本文:
はじめに
ヒト社会システムと,ヒト社会システムの「魂」ともいうべき自然学 自然システムと自然学すなわち自然システム論とは,それぞれ即自的自然と対自的自然である自然・内・ヒトとの対応関係にあります.さらに自然システム論と(狭義の)メタ自然学とは,その自然のロゴスと自然・内・ロゴスとしてのヒトのロゴスに対応します.この関係性をそのまま敷衍しますと,社会システムと,社会システム・内・存在であるところの,その「魂」としての自然学のあり方,がそこに浮かび上がってきます.
ギリシア自然学において自然とは,その内に自然の万物を生みだすものであり,それじしんがすでに巨大なイキモノだったのであって,現代のような単なる「死せる物質(material)」の「沈黙の集塊(mass)」ではなく,動的な「魂」(イノチやココロ,[ギ]psyche プシュケー,[英] psycho サイコ)さえもつものである,と考えられました.しからば,古代において,ミクロコスモスからマクロコスモスに至るまでの,あらゆる自然の事物に内在する,といわれたその「魂」の正体とは何でしょうか.
古代的「魂」とは,自ら動くことによって他を動かし,他を動かすことによって自らも動くことができるもの,の謂いであり,「動・物」つまり自ら動くものに宿る,その原動力(デュミナス>dynamics,動力学的原因としての自由エネルギー)をもつもの,の謂いです.わたしは,古代において自然の事物に宿る「魂」といわれたものの存在とは,自由エネルギー(=情報)の「流れ」によって駆動される動力学的ハイパーサイクル・システムの普遍的存在である,という仮説を立ててここまでやってきてようやく,ミクロコスモスからマクロコスモスにいたるまでの進化の原因をそこに探り当て,また全自然の運動および進化の原理として解明できたように思います.
残る問題は,人間および人間を要素とする社会現象にまで,それが適用できるだろうか,ということでした.それで,エンゲルス『家族・私有財産・国家の起源』を読み始めて,抜き書きと注釈を作り,それがようやく最後の段階にきました.ヒト社会もまた,人びとの活動の一部である労働と,労働にとっての「魂」ともいうべき技術,つまり「産業システム」とその本質である「技術システム」が,営々と造り上げてきた一つのイキモノであり,イノチとココロすなわち「魂」をもつもの,いわゆるオルガノン(有機体)でありました.

掲載項目:

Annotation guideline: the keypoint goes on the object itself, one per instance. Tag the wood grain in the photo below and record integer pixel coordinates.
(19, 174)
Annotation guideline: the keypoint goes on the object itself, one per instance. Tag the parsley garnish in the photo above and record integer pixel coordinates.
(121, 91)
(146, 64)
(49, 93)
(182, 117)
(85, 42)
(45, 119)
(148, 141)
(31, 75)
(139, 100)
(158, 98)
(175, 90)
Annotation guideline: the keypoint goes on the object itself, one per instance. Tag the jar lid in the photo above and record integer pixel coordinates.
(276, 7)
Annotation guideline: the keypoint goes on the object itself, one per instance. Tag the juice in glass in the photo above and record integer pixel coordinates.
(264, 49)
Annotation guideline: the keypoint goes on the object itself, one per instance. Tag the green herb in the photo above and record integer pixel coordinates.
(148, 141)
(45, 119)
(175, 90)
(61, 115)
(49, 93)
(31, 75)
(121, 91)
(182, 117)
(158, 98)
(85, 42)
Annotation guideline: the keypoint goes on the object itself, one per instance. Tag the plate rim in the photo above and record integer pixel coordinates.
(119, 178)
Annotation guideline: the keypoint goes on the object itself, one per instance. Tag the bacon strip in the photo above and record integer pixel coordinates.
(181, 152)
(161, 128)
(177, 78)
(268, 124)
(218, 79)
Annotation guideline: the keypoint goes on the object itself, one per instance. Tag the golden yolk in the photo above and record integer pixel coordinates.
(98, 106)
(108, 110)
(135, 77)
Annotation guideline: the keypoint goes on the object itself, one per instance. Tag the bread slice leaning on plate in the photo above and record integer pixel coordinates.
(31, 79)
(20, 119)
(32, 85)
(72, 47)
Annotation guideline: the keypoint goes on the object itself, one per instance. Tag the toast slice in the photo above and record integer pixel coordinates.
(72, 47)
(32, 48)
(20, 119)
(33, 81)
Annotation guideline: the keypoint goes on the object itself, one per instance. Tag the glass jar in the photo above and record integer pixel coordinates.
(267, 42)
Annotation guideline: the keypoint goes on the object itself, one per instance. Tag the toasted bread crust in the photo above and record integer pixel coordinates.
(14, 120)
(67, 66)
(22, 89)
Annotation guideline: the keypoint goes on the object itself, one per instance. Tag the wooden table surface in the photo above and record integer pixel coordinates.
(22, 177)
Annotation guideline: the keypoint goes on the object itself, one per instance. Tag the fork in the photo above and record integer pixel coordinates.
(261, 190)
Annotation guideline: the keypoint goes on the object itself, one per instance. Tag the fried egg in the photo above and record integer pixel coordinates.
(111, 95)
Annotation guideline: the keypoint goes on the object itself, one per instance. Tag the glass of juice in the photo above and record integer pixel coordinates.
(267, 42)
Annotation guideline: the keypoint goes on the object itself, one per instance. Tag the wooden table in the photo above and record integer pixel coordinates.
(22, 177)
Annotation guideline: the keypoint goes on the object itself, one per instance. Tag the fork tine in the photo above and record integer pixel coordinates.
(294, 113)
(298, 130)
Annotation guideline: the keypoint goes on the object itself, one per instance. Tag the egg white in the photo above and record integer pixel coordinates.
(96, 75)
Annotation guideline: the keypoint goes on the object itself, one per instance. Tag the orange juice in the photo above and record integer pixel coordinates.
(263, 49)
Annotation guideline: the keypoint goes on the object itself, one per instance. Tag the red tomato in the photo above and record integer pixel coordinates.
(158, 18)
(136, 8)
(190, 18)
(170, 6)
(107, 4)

課題:
a) 自然学と「魂」についての文章で、筆者が読み始めたエンゲルスの著作は何か。
b) 自然学と「魂」についての文章を、最後の文の後から書き継ぎなさい。
各項目は、それぞれ独立した別個の資料である。

解答例:
a) 『家族・私有財産・国家の起源』

b)
ヒト社会システムの進化が自然学を発生させた わたしが今「行っている」ことって,結局は,自然の,ミクロコスモスからマクロコスモスにいたるまでの全階層における,全存在の進化論,に行き着きそうです.歴史のギリシア原語は,ヒストリアですが,それは人びとが物語ることからの,情報information(カタチを作り出すもの,モノを形作る原因)の探究,という意味があります.「歴史の父」といわれたヘロドドスは,ギリシアの全ポリスとペルシア帝国との戦争,当時のいわば世界大戦であったペルシア戦争の,その原因から結果にいたる全過程を,人びとの証言によって描き出し,ヒト社会システムとしてのポリス-当時の社会システムの単位はポリスでした- に内在し,ポリスを構成し,それを運動させ,変化させ,また衰退させもする,ポリスの存在の進化の原動力が「何であるか」を解明しようとしたのでした.
ヒトの文明は,これで3つの産業革命を経験してきました.1つめが,狩猟・採集が牧畜・栽培に変化する「農耕革命」です.2つめが,エンゲルスがそれを名づけたことで有名になった「産業革命」であり,それは(商)工業の革命でした.3つめが20世紀の後半にやってきた,「情報革命」でしょう.
これらは,社会システムの革命でもありました.まず農業革命は,定住生活を基本としていましたから,大家族連合としての氏族社会を発生させ,その氏族が連合して胞族となり,さらに胞族は連合して部族を構成し,さらにその部族が連合してポリスを成立させました.社会システムとしてのポリス的社会の誕生であって,このポリス的社会システムの成立が,ギリシア古代における自然学の発生をうながしたのでした.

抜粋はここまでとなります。